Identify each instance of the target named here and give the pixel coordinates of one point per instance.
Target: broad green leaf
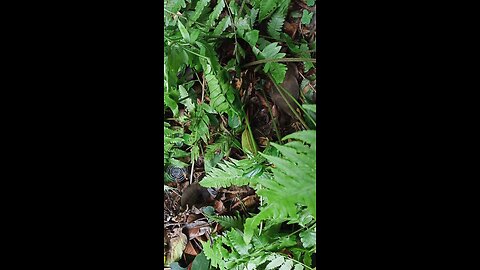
(183, 31)
(200, 262)
(306, 17)
(275, 263)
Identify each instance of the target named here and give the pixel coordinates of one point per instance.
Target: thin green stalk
(282, 93)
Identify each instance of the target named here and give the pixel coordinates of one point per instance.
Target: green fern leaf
(216, 12)
(276, 262)
(222, 25)
(236, 240)
(275, 25)
(287, 265)
(298, 267)
(175, 5)
(201, 4)
(225, 176)
(277, 71)
(266, 8)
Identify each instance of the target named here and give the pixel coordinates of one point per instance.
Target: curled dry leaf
(189, 249)
(219, 207)
(175, 249)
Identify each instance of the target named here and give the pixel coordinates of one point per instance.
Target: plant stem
(272, 60)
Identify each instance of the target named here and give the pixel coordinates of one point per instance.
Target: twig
(271, 60)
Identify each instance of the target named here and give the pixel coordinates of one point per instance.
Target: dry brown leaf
(175, 248)
(189, 249)
(219, 207)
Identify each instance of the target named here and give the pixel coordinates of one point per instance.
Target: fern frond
(294, 174)
(266, 8)
(222, 25)
(275, 25)
(175, 5)
(216, 12)
(236, 241)
(227, 175)
(226, 221)
(201, 4)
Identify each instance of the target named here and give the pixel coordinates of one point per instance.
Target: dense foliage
(208, 47)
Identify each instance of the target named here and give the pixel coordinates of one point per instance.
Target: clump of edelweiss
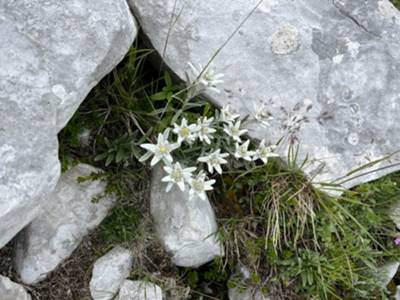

EXERCISE PROMPT -
Return the listing above in full and unaltered. Keep the pictures out.

ANSWER SECTION -
Identify each instance of the target named here and give the pixel coordinates of one point per instance.
Target: broad green leaf
(183, 31)
(200, 262)
(306, 17)
(275, 263)
Identify each instance of the target named here and give the pixel coordinates of one point per instance.
Target: thin green stalk
(282, 93)
Identify each instance of the target named here and give the pixel coordinates of one point per instance.
Target: green fern leaf
(216, 12)
(276, 262)
(222, 25)
(236, 240)
(275, 25)
(287, 265)
(298, 267)
(175, 5)
(201, 4)
(225, 176)
(277, 71)
(266, 8)
Identify each instance of the target named here and give the pixel coordinates of one point per instance.
Target: curled dry leaf
(189, 249)
(219, 207)
(175, 249)
Identify each instance of the target named here and give the pixel coordinates of one point per instance.
Target: plant stem
(272, 60)
Identify each instance of the target named here and give the pixel coordinates of one point per instance.
Target: twig
(271, 60)
Identify each instance of the target named here and give the pixel coordinates of one point per instance.
Target: dry brown leaf
(175, 248)
(189, 249)
(219, 207)
Identify each instance of the target named here and give the pixel coordinates of one point per instance.
Target: fern frond
(294, 174)
(266, 8)
(222, 25)
(275, 25)
(175, 5)
(216, 12)
(236, 241)
(227, 175)
(226, 221)
(201, 4)
Identify each instance of the target named here and give the pixel coordinates of one point per instance.
Target: dense foliage
(208, 47)
Identify each instance of the target named here and give the pixel coordinates of one point per instance.
Target: clump of edelweiss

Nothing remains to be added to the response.